=== 本文抜粋 ===

2001年に公開され大ヒット映画となったジブリ作品、『千と千尋の神隠し』。
2003年にテレビ初放映された際の視聴率はその年の紅白歌合戦を上回る数字ととにかく国民に愛されている作品です。
制作のきっかけは宮崎駿監督が10歳の少女を喜ばせたい!という思いの作品だったそうです。
モデルもすごく身近で、監督のの友人、奥田誠治さんの娘さんである当時10歳の奥田千晶さん。
千尋のお父さんのモデルも奥田さんだということで、身近なモデルを起用する事によってリアリティが増し、見ている人にもすっと入ってくるキャラクターになっていますよね。
この大人気作品、『千と千尋の神隠し』のあらすじを簡潔にご紹介したいと思います。
結末までネタバレとなりますので、ご注意くださいね!
千と千尋の神隠し:内容~監督が伝えたかった思いとは?
宮崎駿監督が過去に述べた言葉をもとに、千と千尋の神隠しについての内容を見ていきたいと思います。
千と千尋の物語のテーマ:自信をもってほしい
宮崎監督はこの映画を自分の大事な10歳ぐらいの友人たちへ向けてつくった映画だと話しています。
それまでのジブリ作品は現代をこう思うとか、ややこしい作品が多かったが、この作品ではそういった部分はありません。
10歳の友人に『「あなた達のために作ったんだ」と言いたい。』と監督は話しています。
今の10代の少女たちが必要だと感じているものは何ですか?という質問に、
世界は奥深くバラエティに富んでいるんだってことを知ってもらいたい。
君たちが生きている世界には無数の可能性があって、その中にあなたはいる。
この世界は豊かなんだってことだけでいいんだと思います。
あなた自身もその世界を持っているって…
そして僕は彼女たちに「大丈夫、あなたはちゃんとやっていける」と本気で伝えたくて、この映画を作ったつもりです。
と答えています。
映画でも主人公・千尋に対し励ましや、千尋の勇気を称えるセリフが散りばめられていますよね。
主人公・千尋の成長が見られる?!
なんだか仏頂面で面白くないような様子の千尋から始まりますよね。
突然の引っ越しが決まって怒っているのか、反抗期なのか。。。
それについても宮崎監督が話しています。
容姿について
今日、曖昧となってしまった世の中というもの、曖昧なくせに侵食し、食い尽くそうとする世の中をファンタジーの形を借りてくっきりと描き出すことが、この映画の主要な課題である。
かこわれ、守られ、遠ざけられて、生きることがうすぼんやりにしか感じられない日常の中で、子どもたちはひ弱な自我を肥大化させるしかない。
千尋のヒョロヒョロとした手足や、簡単には面白ろがりませんよぉという、ぶちゃむくれの表情はその象徴なのだ。
千尋については、身近なごく普通なモデルがいるからこそ、現代の子供たちが思う葛藤や理不尽さが表情に出ていて想像の自分にとって素敵なモデルではないのでしょう。
余談ですが、逆にそのお相手ハクがなぜ美少年なのかという質問には、相手(千尋)がブスだからと答えいます。

===

> [課題内容 1] 本文抜粋の内容を2文で要約してください。

=== 提供リスト ===

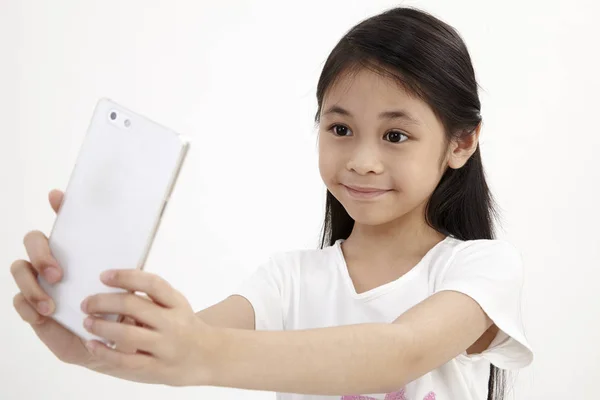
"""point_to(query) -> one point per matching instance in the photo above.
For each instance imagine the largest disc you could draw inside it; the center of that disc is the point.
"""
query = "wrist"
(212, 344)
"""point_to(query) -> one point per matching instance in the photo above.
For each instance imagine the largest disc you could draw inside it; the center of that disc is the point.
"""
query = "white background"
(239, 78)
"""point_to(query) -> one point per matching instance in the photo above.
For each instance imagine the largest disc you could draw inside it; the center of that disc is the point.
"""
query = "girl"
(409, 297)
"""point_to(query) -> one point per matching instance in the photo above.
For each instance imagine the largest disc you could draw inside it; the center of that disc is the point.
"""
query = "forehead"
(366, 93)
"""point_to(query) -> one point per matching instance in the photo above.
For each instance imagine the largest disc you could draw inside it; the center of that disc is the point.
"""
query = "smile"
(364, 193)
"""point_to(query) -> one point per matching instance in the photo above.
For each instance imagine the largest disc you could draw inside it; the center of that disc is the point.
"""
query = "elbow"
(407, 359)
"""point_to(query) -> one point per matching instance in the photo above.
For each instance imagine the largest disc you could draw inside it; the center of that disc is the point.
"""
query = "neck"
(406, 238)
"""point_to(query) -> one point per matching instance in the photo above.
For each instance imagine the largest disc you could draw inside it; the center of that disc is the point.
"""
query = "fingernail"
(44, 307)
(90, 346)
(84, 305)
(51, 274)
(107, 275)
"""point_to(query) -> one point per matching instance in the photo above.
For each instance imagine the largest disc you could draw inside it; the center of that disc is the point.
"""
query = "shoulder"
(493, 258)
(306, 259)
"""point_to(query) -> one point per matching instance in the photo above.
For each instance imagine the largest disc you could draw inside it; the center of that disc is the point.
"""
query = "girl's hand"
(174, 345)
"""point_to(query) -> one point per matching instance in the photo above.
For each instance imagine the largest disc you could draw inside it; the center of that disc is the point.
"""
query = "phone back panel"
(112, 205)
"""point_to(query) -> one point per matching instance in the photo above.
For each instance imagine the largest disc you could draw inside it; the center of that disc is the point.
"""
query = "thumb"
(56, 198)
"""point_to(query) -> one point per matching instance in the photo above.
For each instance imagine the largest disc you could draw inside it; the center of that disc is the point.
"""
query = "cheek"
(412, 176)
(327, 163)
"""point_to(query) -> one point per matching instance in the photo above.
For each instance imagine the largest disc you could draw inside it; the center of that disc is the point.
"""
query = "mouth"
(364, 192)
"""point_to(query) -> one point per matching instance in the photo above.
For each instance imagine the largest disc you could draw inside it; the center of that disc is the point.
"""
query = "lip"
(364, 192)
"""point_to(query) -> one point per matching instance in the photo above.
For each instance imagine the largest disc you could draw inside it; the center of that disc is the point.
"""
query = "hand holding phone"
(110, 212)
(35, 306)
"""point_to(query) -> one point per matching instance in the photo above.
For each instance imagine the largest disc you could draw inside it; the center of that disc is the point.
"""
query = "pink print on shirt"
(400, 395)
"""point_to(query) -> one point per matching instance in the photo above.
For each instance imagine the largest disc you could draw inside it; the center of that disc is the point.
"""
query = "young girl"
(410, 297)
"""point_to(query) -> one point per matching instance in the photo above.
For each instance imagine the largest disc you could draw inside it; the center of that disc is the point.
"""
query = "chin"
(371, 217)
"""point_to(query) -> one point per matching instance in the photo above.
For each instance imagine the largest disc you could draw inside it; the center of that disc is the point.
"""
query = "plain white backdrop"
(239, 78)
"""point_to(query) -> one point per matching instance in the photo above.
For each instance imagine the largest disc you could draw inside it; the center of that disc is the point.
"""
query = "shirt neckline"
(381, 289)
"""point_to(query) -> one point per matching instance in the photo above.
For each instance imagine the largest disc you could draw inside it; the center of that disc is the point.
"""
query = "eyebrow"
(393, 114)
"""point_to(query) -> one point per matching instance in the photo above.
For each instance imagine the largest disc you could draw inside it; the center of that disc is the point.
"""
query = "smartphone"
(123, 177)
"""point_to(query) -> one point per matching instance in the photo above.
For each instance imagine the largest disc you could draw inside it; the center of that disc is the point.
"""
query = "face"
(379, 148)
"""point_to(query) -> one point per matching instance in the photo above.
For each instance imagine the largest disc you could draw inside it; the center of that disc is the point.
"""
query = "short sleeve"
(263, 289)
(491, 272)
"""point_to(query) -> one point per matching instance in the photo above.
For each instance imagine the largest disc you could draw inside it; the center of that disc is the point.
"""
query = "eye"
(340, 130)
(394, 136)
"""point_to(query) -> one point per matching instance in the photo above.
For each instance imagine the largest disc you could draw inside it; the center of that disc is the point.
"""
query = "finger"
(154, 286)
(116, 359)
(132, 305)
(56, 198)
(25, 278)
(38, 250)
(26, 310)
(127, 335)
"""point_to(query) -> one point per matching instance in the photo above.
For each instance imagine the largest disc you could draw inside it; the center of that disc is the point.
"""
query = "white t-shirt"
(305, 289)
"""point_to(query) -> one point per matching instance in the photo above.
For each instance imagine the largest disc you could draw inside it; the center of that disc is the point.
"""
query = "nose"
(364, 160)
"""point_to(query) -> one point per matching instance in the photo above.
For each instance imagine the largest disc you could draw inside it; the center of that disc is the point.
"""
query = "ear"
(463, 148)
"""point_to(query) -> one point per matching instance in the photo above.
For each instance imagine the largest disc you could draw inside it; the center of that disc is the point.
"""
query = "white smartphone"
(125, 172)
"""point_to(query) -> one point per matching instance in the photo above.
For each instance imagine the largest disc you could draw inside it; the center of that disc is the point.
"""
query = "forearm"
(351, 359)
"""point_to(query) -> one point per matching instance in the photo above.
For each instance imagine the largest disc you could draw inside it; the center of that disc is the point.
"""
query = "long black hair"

===

> [課題内容 2] リストのうち、文字列「white」を含む行を数え、その数のみを答えてください。大文字と小文字は区別するものとします。

> [出力結果 1] 『千と千尋の神隠し』は2001年に公開されて大ヒットしたジブリ作品です。宮崎駿監督が10歳の少女を喜ばせたいという思いから制作した作品で、監督は世界が奥深く豊かで無数の可能性に満ちていることを知ってもらい、「大丈夫、あなたはちゃんとやっていける」と本気で伝えたくてこの映画を作ったと語っています。

> [出力結果 2] 4